TASK: Transcribe the data in full; each line must match exactly.

==== DATA SHOWN ====

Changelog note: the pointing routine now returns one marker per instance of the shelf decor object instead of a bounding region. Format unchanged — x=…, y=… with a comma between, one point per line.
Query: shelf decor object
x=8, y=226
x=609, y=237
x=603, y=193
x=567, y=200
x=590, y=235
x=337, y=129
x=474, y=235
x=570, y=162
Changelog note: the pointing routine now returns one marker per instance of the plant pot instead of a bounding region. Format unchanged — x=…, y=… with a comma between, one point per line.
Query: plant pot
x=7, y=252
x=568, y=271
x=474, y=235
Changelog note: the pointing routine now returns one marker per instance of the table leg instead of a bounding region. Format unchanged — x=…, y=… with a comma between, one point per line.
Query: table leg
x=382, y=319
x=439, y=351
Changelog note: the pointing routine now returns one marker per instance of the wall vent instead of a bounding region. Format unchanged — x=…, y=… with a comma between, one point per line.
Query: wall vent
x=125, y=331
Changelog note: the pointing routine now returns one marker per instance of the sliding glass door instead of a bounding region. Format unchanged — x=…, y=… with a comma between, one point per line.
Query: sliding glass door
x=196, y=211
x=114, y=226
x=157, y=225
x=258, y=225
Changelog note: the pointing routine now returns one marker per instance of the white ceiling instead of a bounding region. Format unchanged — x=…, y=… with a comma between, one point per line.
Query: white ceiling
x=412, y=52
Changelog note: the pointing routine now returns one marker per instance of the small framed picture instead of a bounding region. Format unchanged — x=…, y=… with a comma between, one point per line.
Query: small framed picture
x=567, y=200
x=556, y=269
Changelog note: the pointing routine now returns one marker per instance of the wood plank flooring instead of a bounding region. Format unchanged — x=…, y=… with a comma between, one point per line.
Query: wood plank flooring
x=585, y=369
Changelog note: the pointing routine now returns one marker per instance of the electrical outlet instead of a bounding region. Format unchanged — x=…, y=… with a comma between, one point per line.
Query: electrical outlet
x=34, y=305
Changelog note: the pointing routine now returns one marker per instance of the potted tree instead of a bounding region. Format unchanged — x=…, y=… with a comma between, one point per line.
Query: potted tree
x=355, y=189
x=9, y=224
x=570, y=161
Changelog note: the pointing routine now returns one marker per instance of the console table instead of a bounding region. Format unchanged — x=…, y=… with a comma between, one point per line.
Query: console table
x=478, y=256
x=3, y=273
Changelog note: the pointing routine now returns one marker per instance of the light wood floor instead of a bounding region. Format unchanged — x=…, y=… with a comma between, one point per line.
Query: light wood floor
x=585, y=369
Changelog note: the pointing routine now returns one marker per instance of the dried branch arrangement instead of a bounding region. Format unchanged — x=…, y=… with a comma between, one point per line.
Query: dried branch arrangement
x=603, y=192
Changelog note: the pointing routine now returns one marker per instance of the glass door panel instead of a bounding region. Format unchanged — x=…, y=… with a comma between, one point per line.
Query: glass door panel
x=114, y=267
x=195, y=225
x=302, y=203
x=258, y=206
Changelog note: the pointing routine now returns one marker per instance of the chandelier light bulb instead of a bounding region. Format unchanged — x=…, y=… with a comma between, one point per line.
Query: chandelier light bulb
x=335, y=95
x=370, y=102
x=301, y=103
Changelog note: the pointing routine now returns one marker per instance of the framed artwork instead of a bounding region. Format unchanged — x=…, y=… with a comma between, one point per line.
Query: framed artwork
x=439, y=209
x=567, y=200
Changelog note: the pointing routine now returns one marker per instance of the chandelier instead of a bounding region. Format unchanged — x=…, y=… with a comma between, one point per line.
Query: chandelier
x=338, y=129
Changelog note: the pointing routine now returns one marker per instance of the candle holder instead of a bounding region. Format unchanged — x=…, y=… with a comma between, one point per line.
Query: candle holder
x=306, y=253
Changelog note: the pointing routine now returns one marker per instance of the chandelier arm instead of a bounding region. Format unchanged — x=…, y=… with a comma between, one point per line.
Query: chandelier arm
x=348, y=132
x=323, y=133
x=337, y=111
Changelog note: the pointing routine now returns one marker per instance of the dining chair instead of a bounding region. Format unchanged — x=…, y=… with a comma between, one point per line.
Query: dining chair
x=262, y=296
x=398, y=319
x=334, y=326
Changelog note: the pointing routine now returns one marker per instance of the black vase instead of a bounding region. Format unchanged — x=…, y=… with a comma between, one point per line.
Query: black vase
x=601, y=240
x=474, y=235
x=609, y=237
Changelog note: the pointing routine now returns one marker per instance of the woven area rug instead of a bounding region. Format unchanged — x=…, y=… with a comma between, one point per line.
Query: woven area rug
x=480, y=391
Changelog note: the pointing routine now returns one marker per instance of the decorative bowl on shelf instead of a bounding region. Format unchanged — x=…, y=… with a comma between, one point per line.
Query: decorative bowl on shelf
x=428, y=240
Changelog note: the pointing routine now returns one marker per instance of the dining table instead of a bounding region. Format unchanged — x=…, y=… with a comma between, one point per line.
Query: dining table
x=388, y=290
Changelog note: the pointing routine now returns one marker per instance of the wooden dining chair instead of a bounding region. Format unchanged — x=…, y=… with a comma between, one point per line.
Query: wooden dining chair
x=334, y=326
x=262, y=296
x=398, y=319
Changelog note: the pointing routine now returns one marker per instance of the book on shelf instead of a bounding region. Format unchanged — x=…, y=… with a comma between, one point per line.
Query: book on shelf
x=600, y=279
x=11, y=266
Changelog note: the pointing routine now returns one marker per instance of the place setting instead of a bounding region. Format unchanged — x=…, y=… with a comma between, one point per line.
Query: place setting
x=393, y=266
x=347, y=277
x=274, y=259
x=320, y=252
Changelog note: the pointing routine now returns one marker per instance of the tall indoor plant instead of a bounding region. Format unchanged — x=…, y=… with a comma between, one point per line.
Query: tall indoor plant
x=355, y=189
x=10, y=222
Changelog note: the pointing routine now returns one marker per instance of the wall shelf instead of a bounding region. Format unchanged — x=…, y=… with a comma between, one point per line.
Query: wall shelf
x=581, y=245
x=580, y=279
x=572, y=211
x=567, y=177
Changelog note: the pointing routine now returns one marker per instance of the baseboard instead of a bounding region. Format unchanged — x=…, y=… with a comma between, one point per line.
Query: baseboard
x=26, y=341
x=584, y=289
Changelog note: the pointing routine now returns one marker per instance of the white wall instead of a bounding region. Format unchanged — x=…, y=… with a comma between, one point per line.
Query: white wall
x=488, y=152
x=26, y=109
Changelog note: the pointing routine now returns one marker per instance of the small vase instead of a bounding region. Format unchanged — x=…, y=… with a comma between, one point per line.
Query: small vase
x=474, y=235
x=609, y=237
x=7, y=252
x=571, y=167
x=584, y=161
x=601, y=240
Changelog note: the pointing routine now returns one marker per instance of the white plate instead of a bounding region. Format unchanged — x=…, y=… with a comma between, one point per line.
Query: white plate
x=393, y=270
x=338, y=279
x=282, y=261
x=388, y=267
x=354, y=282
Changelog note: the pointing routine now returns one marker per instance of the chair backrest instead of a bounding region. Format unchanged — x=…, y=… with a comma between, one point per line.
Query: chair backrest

====

OUTPUT BELOW:
Changelog note: the pointing routine now returns one marker per instance of the shelf decor object instead of a bounding region. Format unchanged — x=…, y=… with a comma between, one point per line.
Query: shelf decor object
x=8, y=226
x=609, y=237
x=603, y=193
x=567, y=200
x=590, y=235
x=337, y=129
x=474, y=235
x=570, y=162
Changelog note: the pointing routine now returns one marker per instance of the plant pot instead of a bounding region. Format unchanged — x=…, y=… with a comma between, one point per line.
Query: plant pot
x=7, y=252
x=568, y=271
x=474, y=235
Changelog note: the pointing routine now returns one marker per instance of the table leg instead of a bounding region. Format unchanged — x=…, y=… with a comma between, one point per line.
Query: table leg
x=382, y=319
x=439, y=351
Changelog note: the pointing routine now returns one marker per instance of the wall vent instead of a bounding region. Format unchanged — x=…, y=… with a comma between, one point per line.
Query: wall vent
x=125, y=331
Changelog note: the pointing routine now returns one marker per instance of the sliding glass door instead of a bounding region. Format unchanged — x=…, y=… with a comma between, one point per line.
Query: sliding glass door
x=196, y=211
x=114, y=226
x=157, y=225
x=258, y=225
Changelog note: the pointing routine now returns one marker per instance of the white ceiling instead of a bounding region. Format unchanged — x=…, y=… with a comma between, one point per line.
Query: white ceiling
x=412, y=52
Changelog note: the pointing routine now returns one marker per instance of the small framed picture instead of a bounding region. Format unchanged — x=…, y=… with a comma between, one point per line.
Query: small framed picture
x=567, y=200
x=556, y=269
Changelog note: the pointing routine now returns one marker per instance of the wood plank flooring instead of a bounding region. Format unchanged — x=…, y=… with a comma between, one point per line.
Query: wood plank flooring
x=585, y=369
Changelog note: the pointing routine now returns one marker per instance of the electrical outlet instead of a bounding region. Format unchanged — x=…, y=… with a comma between, one point per line.
Query: electrical outlet
x=34, y=305
Changelog note: the pointing routine now returns one marker per instance of the potted tree instead of a bounding region. Format unchanged — x=…, y=… with a comma between, one point per line.
Query: potted tree
x=355, y=189
x=9, y=224
x=570, y=161
Changelog note: the pointing routine now returns one marker per instance of the console table instead of a bounding region. Format unchanged — x=…, y=… with a comma between, one point per line.
Query: console table
x=478, y=256
x=3, y=273
Changelog note: the pointing routine now returns one marker per instance of the light wood floor instead of a bounding region. Format unchanged — x=…, y=… with a comma between, one point per line.
Query: light wood floor
x=585, y=369
Changelog note: the pointing routine now returns one marker per instance of the dried branch arrangement instead of a bounding region. Format unchanged — x=…, y=… with a comma between, one point per line.
Query: dried branch arrangement
x=603, y=192
Changelog note: the pointing routine now returns one marker per instance of the glass door panel instead of a bounding region. Format unchanged — x=…, y=… with a comma between, one point per line.
Query: glass door panel
x=114, y=267
x=195, y=225
x=302, y=203
x=258, y=206
Changelog note: the pointing routine now returns one marker per instance of the chandelier light bulb instead of a bounding region. Format unchanged — x=…, y=… with a comma between, one point per line.
Query: chandelier light bulb
x=335, y=95
x=370, y=102
x=301, y=103
Changelog note: the pointing routine now returns one marker per instance of the framed artwork instead of a bounding region. Format unchanged — x=…, y=… with a comma between, one point per line.
Query: framed artwork
x=439, y=209
x=567, y=200
Changelog note: the pointing routine now returns one marker per instance of the chandelier instead of a bounding region. Format unchanged — x=…, y=… with a comma between, one point per line.
Query: chandelier
x=338, y=129
Changelog note: the pointing routine now returns one marker per instance of the candle holder instead of a bounding region. Format unchanged — x=…, y=… with a comma between, one point per line.
Query: candle holder
x=306, y=253
Changelog note: the pointing routine now returns one marker per instance of the chandelier arm instead of a bounding region. Format unchanged — x=…, y=… with a comma between, one point per line.
Query: chandelier arm
x=348, y=132
x=323, y=133
x=337, y=111
Changelog note: the pointing routine now returns one marker per instance of the dining chair instead of a bounding region. Format unchanged — x=…, y=… with a comma between, one point per line.
Query: dining chair
x=262, y=296
x=398, y=319
x=334, y=326
Changelog note: the pointing routine now returns one marker per instance of the black vase instead of a bounding region. Format unchanged — x=…, y=… with a comma between, one point per line.
Query: black vase
x=601, y=240
x=474, y=235
x=609, y=237
Changelog note: the pointing routine now returns one marker per instance of the woven area rug instead of a bounding region. Format unchanged — x=…, y=… with a comma between, one point per line.
Query: woven area rug
x=480, y=391
Changelog note: the pointing routine now returns one marker per instance of the decorative bowl on shelf instead of a bounding region. Format unchanged — x=…, y=… with a comma between, one point per line.
Query: decorative bowl on shelf
x=428, y=240
Changelog note: the pointing routine now returns one marker per instance of the dining table instead of a bounding region. Format unchanged — x=…, y=… with a comma between, one point per line.
Query: dining table
x=388, y=290
Changelog note: the pointing routine now returns one marker per instance of the wooden dining chair instead of a bounding region. Format unchanged — x=…, y=… with a comma between, one point per line.
Query: wooden dining chair
x=334, y=326
x=262, y=296
x=398, y=319
Changelog note: the pointing routine now returns one marker per instance of the book on shelf instead of a bounding region. Format unchanged — x=…, y=… with a comma between, one point per line.
Query: book on shelf
x=600, y=279
x=11, y=266
Changelog note: the pointing routine now returns one marker per instance of the place setting instead of a bounding region. Format unchanged — x=…, y=… with a comma between, one point per line.
Query: place setting
x=393, y=266
x=347, y=277
x=274, y=259
x=320, y=252
Changelog note: the pointing routine now returns one marker per instance of the tall indoor plant instead of a bounding region. Format unchanged — x=…, y=… with a comma between, one point per line.
Query: tall indoor plant
x=355, y=189
x=10, y=222
Changelog note: the pointing routine now returns one marker per instance of the wall shelf instead of a bounding region. Format unchanged — x=…, y=… with a comma between, one point per line.
Query: wall shelf
x=581, y=245
x=580, y=279
x=572, y=211
x=567, y=177
Changelog note: the pointing routine now returns one marker per instance of the baseboard instead of a bounding region. Format unchanged — x=…, y=… with a comma between, one point per line.
Query: baseboard
x=26, y=341
x=584, y=289
Changelog note: the pointing routine now returns one marker per instance of the white wall instead of a bounding region. Format unchanged — x=…, y=… with a comma between, one point per line.
Query: white wall
x=488, y=152
x=26, y=109
Changelog note: the pointing routine now returns one marker per instance of the small vase instead of a bounding region. Format unchanged — x=…, y=… with a comma between, one point per line.
Query: small vase
x=474, y=235
x=609, y=237
x=7, y=252
x=571, y=167
x=584, y=161
x=601, y=240
Changelog note: the pointing routine now returns one marker per instance of the white plate instead of a bounding region. Format unchanged — x=…, y=… with a comma between, one point per line.
Query: white plate
x=393, y=270
x=338, y=279
x=282, y=261
x=388, y=267
x=354, y=282
Changelog note: the pointing routine now returns one marker per instance of the chair backrest instead of a bounding region. Format unchanged — x=…, y=… with a comma between, one point per line.
Query: chair backrest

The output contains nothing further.